▸ **TASK OBJECTIVE**
Write out every line of the records below as a JSON array of strings, one string per line, with blank lines left out.

▸ **RECORD EXCERPTS**
_ _ _ _ _
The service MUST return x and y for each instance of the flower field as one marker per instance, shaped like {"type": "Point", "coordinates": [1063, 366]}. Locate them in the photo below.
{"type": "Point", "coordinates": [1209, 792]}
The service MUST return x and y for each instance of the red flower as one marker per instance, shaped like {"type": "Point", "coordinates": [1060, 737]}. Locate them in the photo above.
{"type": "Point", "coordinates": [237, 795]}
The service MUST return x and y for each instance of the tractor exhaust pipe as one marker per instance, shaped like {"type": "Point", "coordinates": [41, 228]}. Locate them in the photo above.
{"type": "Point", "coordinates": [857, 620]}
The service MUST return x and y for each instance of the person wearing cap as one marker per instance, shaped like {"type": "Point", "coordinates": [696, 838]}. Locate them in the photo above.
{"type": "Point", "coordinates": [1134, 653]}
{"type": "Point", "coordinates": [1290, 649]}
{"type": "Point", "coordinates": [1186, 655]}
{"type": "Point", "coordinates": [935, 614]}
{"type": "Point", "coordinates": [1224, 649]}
_ _ _ _ _
▸ **FINISHED ANSWER**
[
  "The service MUST return x and y for each instance of the flower field as one marker per instance, shaped like {\"type\": \"Point\", \"coordinates\": [1063, 366]}. Locate them in the photo below.",
  "{\"type\": \"Point\", \"coordinates\": [1209, 792]}",
  "The service MUST return x and y for each instance of the red flower as one marker per instance, shaped like {\"type\": \"Point\", \"coordinates\": [1060, 737]}. Locate them in the photo above.",
  "{\"type\": \"Point\", \"coordinates\": [237, 795]}",
  "The service MUST return x and y for each instance of the tractor exhaust pipe as one marker per instance, shaped like {\"type\": \"Point\", \"coordinates\": [41, 228]}. Locate them in the photo above.",
  "{\"type\": \"Point\", \"coordinates\": [857, 620]}",
  "The service MUST return x and y for each instance of the person wearing cap as one marker per instance, shaped like {\"type\": \"Point\", \"coordinates\": [696, 838]}. Locate them in the photo above.",
  "{\"type\": \"Point\", \"coordinates\": [1134, 653]}",
  "{\"type\": \"Point\", \"coordinates\": [1290, 649]}",
  "{\"type\": \"Point\", \"coordinates\": [1186, 655]}",
  "{\"type\": \"Point\", \"coordinates\": [935, 614]}",
  "{\"type\": \"Point\", \"coordinates\": [1224, 649]}"
]